#### Aim of the exercise
Go through the data that follows and restate each line exactly as it reads.

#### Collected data
++++++++++++++++++++

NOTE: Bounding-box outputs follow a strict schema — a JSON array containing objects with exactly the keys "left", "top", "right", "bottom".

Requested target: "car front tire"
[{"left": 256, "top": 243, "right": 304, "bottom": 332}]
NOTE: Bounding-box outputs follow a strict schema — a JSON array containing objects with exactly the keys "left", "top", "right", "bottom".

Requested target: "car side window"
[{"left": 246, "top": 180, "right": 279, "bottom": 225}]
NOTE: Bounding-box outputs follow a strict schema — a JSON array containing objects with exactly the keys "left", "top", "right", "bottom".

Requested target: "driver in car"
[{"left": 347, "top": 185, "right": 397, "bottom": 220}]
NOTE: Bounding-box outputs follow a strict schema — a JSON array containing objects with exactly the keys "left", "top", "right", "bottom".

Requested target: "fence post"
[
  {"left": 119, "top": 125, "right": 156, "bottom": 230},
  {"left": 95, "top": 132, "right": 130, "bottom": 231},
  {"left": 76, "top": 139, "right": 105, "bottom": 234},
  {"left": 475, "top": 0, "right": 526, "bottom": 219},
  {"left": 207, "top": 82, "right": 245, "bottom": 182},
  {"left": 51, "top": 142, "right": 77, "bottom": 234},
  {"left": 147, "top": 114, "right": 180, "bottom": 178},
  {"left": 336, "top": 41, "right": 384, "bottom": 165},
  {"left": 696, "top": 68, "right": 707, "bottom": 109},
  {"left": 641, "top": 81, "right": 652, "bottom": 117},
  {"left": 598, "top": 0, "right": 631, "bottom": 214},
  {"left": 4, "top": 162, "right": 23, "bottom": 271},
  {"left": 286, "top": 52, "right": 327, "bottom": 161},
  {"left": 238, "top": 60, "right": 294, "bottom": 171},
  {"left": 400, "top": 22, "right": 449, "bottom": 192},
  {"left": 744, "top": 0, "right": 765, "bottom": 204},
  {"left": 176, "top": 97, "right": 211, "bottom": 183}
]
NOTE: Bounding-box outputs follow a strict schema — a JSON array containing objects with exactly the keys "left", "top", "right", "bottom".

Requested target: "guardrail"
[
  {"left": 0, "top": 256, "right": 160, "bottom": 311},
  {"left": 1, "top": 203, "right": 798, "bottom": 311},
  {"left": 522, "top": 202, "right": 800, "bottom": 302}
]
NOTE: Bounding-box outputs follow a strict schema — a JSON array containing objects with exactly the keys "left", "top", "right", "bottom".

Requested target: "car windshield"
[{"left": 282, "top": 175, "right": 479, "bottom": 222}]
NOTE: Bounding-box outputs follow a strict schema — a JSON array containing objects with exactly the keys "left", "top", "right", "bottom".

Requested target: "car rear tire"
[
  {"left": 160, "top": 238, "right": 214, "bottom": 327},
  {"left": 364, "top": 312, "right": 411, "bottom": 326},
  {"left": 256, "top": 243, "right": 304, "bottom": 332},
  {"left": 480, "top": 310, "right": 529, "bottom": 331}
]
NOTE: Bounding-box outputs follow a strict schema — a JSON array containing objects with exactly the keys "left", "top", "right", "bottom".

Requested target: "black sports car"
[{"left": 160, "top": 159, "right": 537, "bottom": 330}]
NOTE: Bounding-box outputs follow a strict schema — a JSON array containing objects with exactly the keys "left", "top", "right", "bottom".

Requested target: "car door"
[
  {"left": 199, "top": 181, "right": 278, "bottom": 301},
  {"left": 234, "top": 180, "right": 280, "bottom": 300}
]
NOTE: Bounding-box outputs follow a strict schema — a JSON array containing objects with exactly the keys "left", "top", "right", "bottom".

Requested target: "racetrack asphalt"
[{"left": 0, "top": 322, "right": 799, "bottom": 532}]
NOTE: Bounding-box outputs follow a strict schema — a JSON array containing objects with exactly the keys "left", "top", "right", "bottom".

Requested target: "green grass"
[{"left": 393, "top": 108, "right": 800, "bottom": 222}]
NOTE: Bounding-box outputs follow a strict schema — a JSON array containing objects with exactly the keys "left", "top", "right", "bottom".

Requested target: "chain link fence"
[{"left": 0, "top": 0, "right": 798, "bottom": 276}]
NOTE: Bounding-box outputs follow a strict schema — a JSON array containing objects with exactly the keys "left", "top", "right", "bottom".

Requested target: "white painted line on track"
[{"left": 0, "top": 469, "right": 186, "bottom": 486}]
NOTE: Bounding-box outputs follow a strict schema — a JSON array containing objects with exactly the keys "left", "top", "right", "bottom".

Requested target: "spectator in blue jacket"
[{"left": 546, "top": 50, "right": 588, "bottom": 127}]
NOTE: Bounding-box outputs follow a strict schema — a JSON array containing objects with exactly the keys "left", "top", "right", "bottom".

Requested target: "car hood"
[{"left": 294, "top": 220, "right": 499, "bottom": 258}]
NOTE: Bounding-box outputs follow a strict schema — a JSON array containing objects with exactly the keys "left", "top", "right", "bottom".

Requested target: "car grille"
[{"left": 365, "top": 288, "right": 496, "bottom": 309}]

++++++++++++++++++++

#### Exercise solution
NOTE: Bounding-box outputs follow a strict schema — a JSON array containing objects with exactly the keys "left", "top", "right", "bottom".

Requested target: "car front tire"
[{"left": 256, "top": 243, "right": 304, "bottom": 332}]
NOTE: Bounding-box outputs follow a strict schema — a JSON array containing objects with exactly the keys "left", "top", "right", "bottom".

Requested target: "car side window"
[{"left": 246, "top": 180, "right": 279, "bottom": 225}]
NOTE: Bounding-box outputs follow a strict schema — a JSON array containing objects with exactly the keys "left", "top", "right", "bottom".

Requested target: "driver in car"
[{"left": 347, "top": 185, "right": 397, "bottom": 220}]
NOTE: Bounding-box outputs follow a strict schema — a JSON array containing objects with exactly the keys "left", "top", "right", "bottom".

Requested target: "fence post"
[
  {"left": 119, "top": 125, "right": 156, "bottom": 230},
  {"left": 95, "top": 132, "right": 130, "bottom": 231},
  {"left": 76, "top": 139, "right": 105, "bottom": 234},
  {"left": 475, "top": 0, "right": 526, "bottom": 219},
  {"left": 207, "top": 82, "right": 245, "bottom": 182},
  {"left": 51, "top": 142, "right": 77, "bottom": 234},
  {"left": 147, "top": 114, "right": 180, "bottom": 178},
  {"left": 336, "top": 41, "right": 384, "bottom": 165},
  {"left": 696, "top": 68, "right": 707, "bottom": 109},
  {"left": 641, "top": 81, "right": 652, "bottom": 117},
  {"left": 598, "top": 0, "right": 631, "bottom": 214},
  {"left": 4, "top": 162, "right": 23, "bottom": 271},
  {"left": 286, "top": 52, "right": 327, "bottom": 161},
  {"left": 238, "top": 60, "right": 294, "bottom": 171},
  {"left": 400, "top": 22, "right": 449, "bottom": 192},
  {"left": 744, "top": 0, "right": 765, "bottom": 204},
  {"left": 176, "top": 97, "right": 211, "bottom": 183}
]
NOTE: Bounding-box outputs follow a strict schema — a JSON array containing objects with exactly the keys "left", "top", "right", "bottom".

Requested target: "guardrail"
[
  {"left": 0, "top": 256, "right": 160, "bottom": 311},
  {"left": 1, "top": 203, "right": 798, "bottom": 311},
  {"left": 522, "top": 202, "right": 800, "bottom": 302}
]
NOTE: Bounding-box outputs follow a strict schema — a JSON array containing objects with exactly the keys "left", "top", "right", "bottom".

Requested target: "car windshield"
[{"left": 282, "top": 175, "right": 479, "bottom": 222}]
NOTE: Bounding-box outputs follow a strict schema — a JSON array containing objects with exactly the keys "left", "top", "right", "bottom".

Requested target: "car rear tire"
[
  {"left": 160, "top": 238, "right": 214, "bottom": 327},
  {"left": 364, "top": 312, "right": 411, "bottom": 326},
  {"left": 256, "top": 243, "right": 304, "bottom": 332},
  {"left": 480, "top": 310, "right": 529, "bottom": 331}
]
NOTE: Bounding-box outputs follow a strict schema — a JSON array containing objects with exactly the keys "left", "top", "right", "bottom".

Requested target: "black sports car"
[{"left": 160, "top": 159, "right": 537, "bottom": 330}]
NOTE: Bounding-box outputs follow a strict schema — a JSON array containing objects with exactly the keys "left", "top", "right", "bottom".

Requested target: "car door"
[
  {"left": 199, "top": 181, "right": 278, "bottom": 301},
  {"left": 234, "top": 180, "right": 280, "bottom": 300}
]
NOTE: Bounding-box outputs follow a strict schema — a JSON array containing objects with exactly the keys "left", "top", "right", "bottom".

Requested target: "racetrack asphalt"
[{"left": 0, "top": 322, "right": 799, "bottom": 532}]
NOTE: Bounding-box outputs follow a strict schema — a JSON array containing objects with exactly the keys "left", "top", "right", "bottom".

Requested target: "green grass"
[{"left": 393, "top": 108, "right": 800, "bottom": 222}]
NOTE: Bounding-box outputs follow a strict schema — a JSON array containing objects with exactly the keys "left", "top", "right", "bottom".

Requested target: "chain link fence"
[{"left": 0, "top": 0, "right": 798, "bottom": 276}]
NOTE: Bounding-box outputs follow a strict schema — a JSON array containing objects with exactly the keys "left", "top", "right", "bottom".

Requested target: "white painted line on track"
[{"left": 0, "top": 469, "right": 186, "bottom": 486}]
NOTE: Bounding-box outputs follow a strict schema — a JSON array containing objects with exactly the keys "left", "top", "right", "bottom".

Requested target: "spectator in blue jacket"
[{"left": 546, "top": 50, "right": 588, "bottom": 127}]
NOTE: Bounding-box outputs follow a strict schema — a JSON array containing objects with exactly the keys "left", "top", "right", "bottom".

Requested target: "car hood"
[{"left": 294, "top": 220, "right": 499, "bottom": 258}]
NOTE: Bounding-box outputs follow a strict schema — a JSON array containing objects with exactly the keys "left", "top", "right", "bottom".

Requested target: "car grille"
[{"left": 365, "top": 288, "right": 496, "bottom": 309}]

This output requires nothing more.